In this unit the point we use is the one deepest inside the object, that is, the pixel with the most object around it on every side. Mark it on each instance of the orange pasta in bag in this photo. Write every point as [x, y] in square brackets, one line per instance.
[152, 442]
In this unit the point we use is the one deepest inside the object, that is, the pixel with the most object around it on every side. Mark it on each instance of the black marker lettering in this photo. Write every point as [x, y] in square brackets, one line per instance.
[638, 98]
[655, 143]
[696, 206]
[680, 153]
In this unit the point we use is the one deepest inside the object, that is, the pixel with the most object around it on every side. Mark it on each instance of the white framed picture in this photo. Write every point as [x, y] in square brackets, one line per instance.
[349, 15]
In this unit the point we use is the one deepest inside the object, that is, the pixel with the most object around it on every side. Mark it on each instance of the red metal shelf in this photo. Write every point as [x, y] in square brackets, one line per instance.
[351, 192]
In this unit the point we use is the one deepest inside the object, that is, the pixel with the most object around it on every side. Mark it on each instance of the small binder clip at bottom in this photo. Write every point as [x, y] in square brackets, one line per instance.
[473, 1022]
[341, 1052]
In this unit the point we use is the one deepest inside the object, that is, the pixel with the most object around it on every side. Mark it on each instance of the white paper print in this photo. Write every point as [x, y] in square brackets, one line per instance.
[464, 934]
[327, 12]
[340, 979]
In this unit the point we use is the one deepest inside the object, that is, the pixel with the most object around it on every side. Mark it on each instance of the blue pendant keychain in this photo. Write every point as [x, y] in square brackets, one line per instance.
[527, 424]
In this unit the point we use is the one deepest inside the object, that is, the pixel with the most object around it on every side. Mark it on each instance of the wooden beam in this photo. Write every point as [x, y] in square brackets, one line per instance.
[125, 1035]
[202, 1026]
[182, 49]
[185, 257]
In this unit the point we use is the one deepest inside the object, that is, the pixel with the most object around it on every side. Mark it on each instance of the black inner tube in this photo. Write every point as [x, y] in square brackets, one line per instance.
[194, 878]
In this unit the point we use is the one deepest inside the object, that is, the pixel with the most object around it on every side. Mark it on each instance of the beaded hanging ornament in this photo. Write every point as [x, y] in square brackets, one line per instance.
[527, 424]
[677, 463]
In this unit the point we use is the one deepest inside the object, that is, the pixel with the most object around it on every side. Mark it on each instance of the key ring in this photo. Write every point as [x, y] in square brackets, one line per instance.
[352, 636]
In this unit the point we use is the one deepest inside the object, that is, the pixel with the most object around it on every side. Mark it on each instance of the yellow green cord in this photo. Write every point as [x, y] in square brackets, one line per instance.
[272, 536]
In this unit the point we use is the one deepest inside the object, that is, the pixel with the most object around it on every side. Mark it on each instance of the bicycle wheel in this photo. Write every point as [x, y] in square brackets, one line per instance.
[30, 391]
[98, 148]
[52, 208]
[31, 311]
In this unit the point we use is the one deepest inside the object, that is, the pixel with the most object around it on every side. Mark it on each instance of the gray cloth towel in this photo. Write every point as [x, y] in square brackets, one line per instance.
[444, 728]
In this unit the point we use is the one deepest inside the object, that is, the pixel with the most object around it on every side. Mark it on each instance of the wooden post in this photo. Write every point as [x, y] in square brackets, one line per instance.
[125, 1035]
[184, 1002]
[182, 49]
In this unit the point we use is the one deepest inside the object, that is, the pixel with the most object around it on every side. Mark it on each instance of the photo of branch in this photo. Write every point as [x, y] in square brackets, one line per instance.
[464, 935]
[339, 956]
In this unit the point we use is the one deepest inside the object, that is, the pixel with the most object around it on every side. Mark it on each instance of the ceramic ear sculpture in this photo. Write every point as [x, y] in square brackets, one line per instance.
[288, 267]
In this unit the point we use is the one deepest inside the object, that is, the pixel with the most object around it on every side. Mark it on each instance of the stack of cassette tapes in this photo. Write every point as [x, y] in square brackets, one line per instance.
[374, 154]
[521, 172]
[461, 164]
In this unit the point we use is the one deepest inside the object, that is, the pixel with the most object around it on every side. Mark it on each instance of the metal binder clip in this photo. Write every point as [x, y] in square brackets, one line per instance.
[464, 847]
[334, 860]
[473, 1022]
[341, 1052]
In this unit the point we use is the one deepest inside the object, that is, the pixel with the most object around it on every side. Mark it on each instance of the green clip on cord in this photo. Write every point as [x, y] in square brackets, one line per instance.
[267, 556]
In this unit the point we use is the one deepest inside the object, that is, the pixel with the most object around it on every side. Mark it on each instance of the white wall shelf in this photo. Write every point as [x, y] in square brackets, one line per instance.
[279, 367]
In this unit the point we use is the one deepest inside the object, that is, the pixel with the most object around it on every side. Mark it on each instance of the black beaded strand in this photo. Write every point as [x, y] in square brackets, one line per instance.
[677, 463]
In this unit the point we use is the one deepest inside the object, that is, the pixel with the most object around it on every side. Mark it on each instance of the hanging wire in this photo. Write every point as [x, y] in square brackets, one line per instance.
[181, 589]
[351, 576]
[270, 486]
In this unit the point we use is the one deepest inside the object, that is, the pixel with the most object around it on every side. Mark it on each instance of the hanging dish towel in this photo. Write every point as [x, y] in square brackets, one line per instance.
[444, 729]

--

_What to do_
Only an exact retyping of the full data will do.

_Answer space_
In this unit the point we use is the one deepest inside the object, that is, the pixel with the most object around it on every side. Mark it on each instance of the orange pasta in bag in this photo. Write every point as [x, y] in square brackets, one line per instance.
[152, 442]
In this unit the point we use is the one deepest inside the object, that is, the pixel with the most object around it on every side. Mark it on each instance of the black marker lettering in this photo. Write every point as [x, y] in square brackets, one line per instance.
[638, 98]
[655, 143]
[696, 206]
[680, 153]
In this unit the point we use is the one deepest inside the object, that is, the pixel with the most object around it on every side. Mark it on each instance of the white framed picture in this photo. Write every point as [x, y] in square brackets, one line per instance.
[349, 15]
In this unit the point we use is the one deepest inside the object, that is, the pixel with the most object around it on every side. Mark it on each instance of the red metal shelf in this photo. Write every point as [x, y] in square brackets, one line per instance.
[351, 192]
In this unit the point we use is the one deepest inside the object, that is, the pixel with the most object around it on every side. Mark it on each instance of the small binder clip at bottom in this photo. Write every point as [x, y] in square brackets, one line per instance.
[473, 1022]
[341, 1052]
In this unit the point we use is the one deepest inside the object, that is, the pixel with the most object around it on every side. Mark it on each instance of the white paper print in this photo. Write every point as [x, y] in square brackets, one line per instance.
[464, 934]
[327, 12]
[340, 979]
In this unit the point we use is the one deepest inside the object, that is, the pixel with the most object around it on every side. Mark it on each instance of the blue pendant keychain in this photo. Write every point as [x, y] in square brackets, one line per instance.
[527, 424]
In this unit the point we use is the one deepest inside the object, that is, the pixel with the most object around it on every side. Mark it on each instance of the wooden beam in this photo. Write every point as [x, y] in square brackets, one line per instance.
[125, 1035]
[202, 1026]
[182, 49]
[185, 257]
In this unit the point we use is the one deepest inside the object, that is, the pixel with the most object around it on every side. Mark it on each instance of the black inner tube in this photo. Write every point as [x, y] in square brackets, one line per instance.
[194, 878]
In this unit the point we use is the one deepest inside the object, that is, the pixel with the most object around it on every side. Mark it on each instance of the beaded hanging ornament in this photo. Write every point as [x, y] in square brackets, one line per instance.
[527, 424]
[677, 463]
In this unit the point we use is the one deepest inside the object, that is, the pixel with the most object around it on every side. Mark it on each instance of the key ring in this photo. Write every point as [x, y] in square brackets, one line per instance.
[352, 636]
In this unit the point we use is the one deepest inside the object, that is, the pixel with the most object around it on every side. Mark it on each instance of the yellow green cord in this photo. Write every point as [x, y] in square brackets, one line per instance.
[272, 536]
In this unit the point we use is the one deepest inside the object, that is, the pixel with the most object around it on every side. Mark it on each instance of the bicycle wheel in this photo. Write every point as [x, y] in square brackets, one line per instance.
[30, 391]
[98, 148]
[52, 208]
[31, 311]
In this unit the point we use is the one deepest inside the object, that is, the pixel with the most object around it on every side. Mark it on each instance of the gray cloth towel in this photo. Write every point as [x, y] in square brackets, one line per instance.
[444, 728]
In this unit the point we use is the one deepest inside the object, that is, the pixel with the most object around it on every side. Mark it on each instance of the wooden post in this photo. Write every point as [x, y] in square brackets, one line per instance.
[125, 1035]
[184, 1002]
[182, 49]
In this unit the point we use is the one deepest inside the object, that is, the pixel with the most object around it on every side. Mark it on each instance of the photo of branch in this photo. Write every point as [x, y] in square brackets, one line per instance.
[464, 935]
[339, 956]
In this unit the point we use is the one deepest inside the object, that is, the pixel with the most object around it on every side. Mark it on each instance of the ceramic ear sculpture in this photo. Write every point as [x, y] in square brackets, one line per instance.
[288, 267]
In this unit the point we use is the one deepest inside the object, that is, the pixel with the most object around it on every side. Mark it on each instance of the stack of cassette tapes in this photo. Write every point as [x, y] in square brackets, one line per instance.
[374, 154]
[521, 172]
[461, 164]
In this unit the point we use is the one deepest inside the object, that is, the pixel with the most object around it on every side. Mark it on each instance of the metal binder clip in this photo. Write every point as [x, y] in square brackets, one line per instance.
[464, 847]
[334, 860]
[473, 1022]
[341, 1052]
In this unit the point we use is the one deepest inside the object, that is, the pixel with the most object around it on every side. Mark it on each instance of the green clip on cord in this photo. Write every point as [x, y] in square brackets, one line per instance.
[267, 556]
In this unit the point we use is the one deepest inside the object, that is, the pixel with the most object around it on every side. Mark it on each instance of the white wall shelf in this photo. Write every point as [x, y] in square brackets, one line per instance.
[279, 367]
In this unit the point we use is the one deepest inside the object, that is, the pixel with the most object around it on every side. Mark it on each instance of the black beaded strand in this photo. Write every point as [x, y] in square brackets, one line per instance.
[677, 463]
In this unit the point we use is the one deepest inside the object, that is, the pixel with the most object around it on every side. Mark it on each instance of the hanging wire in this photo. Write every point as [x, y] in square brackets, one line per instance.
[181, 589]
[351, 576]
[270, 486]
In this unit the point we use is the one deepest inside the object, that is, the pixel with the most object around it on every side. Mark it on each instance of the hanging dish towel in this photo. Write every point as [x, y] in square brackets, one line per instance.
[444, 729]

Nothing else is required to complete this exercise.